- [HOW TO COMPLETE THIS TASK]:
The entries below should be output exactly as written.

- [DATA]:
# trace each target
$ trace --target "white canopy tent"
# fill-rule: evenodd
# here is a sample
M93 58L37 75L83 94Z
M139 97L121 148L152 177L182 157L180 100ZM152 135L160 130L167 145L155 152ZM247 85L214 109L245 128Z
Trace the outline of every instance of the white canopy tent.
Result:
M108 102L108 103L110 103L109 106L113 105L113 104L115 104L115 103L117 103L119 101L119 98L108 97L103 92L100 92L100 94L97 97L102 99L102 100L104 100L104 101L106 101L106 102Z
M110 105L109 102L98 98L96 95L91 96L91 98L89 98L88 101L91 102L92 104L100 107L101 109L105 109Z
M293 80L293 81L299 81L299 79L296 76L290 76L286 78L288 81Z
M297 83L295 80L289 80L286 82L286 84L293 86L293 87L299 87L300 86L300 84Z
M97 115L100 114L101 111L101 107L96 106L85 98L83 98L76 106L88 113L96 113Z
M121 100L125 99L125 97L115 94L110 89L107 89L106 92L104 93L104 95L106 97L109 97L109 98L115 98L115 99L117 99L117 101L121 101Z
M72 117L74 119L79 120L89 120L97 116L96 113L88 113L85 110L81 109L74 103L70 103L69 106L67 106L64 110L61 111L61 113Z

- [WRITTEN REPLY]:
# trace each target
$ trace --target "white canopy tent"
# fill-rule: evenodd
# here is a sample
M93 58L37 75L83 94Z
M139 97L121 148L152 177L182 157L180 100ZM152 135L160 130L167 145L155 152ZM247 85L214 109L245 128Z
Trace the outline of every instance of the white canopy tent.
Result:
M108 102L108 103L110 103L109 106L113 105L113 104L115 104L115 103L117 103L119 101L119 98L108 97L103 92L100 92L100 94L97 97L102 99L102 100L104 100L104 101L106 101L106 102Z
M110 105L109 102L98 98L96 95L91 96L91 98L89 98L88 101L91 102L92 104L100 107L101 109L105 109Z
M293 80L293 81L299 81L299 79L296 76L290 76L286 78L288 81Z
M297 83L295 80L289 80L286 82L286 84L293 86L293 87L299 87L300 86L300 84Z
M97 115L100 114L101 111L101 107L96 106L85 98L83 98L76 106L88 113L96 113Z
M121 100L125 99L125 97L115 94L110 89L107 89L106 92L104 93L104 95L106 97L109 97L109 98L115 98L115 99L117 99L117 101L121 101Z
M72 117L74 119L79 120L89 120L97 116L96 113L88 113L85 110L81 109L74 103L70 103L69 106L67 106L64 110L61 111L61 113Z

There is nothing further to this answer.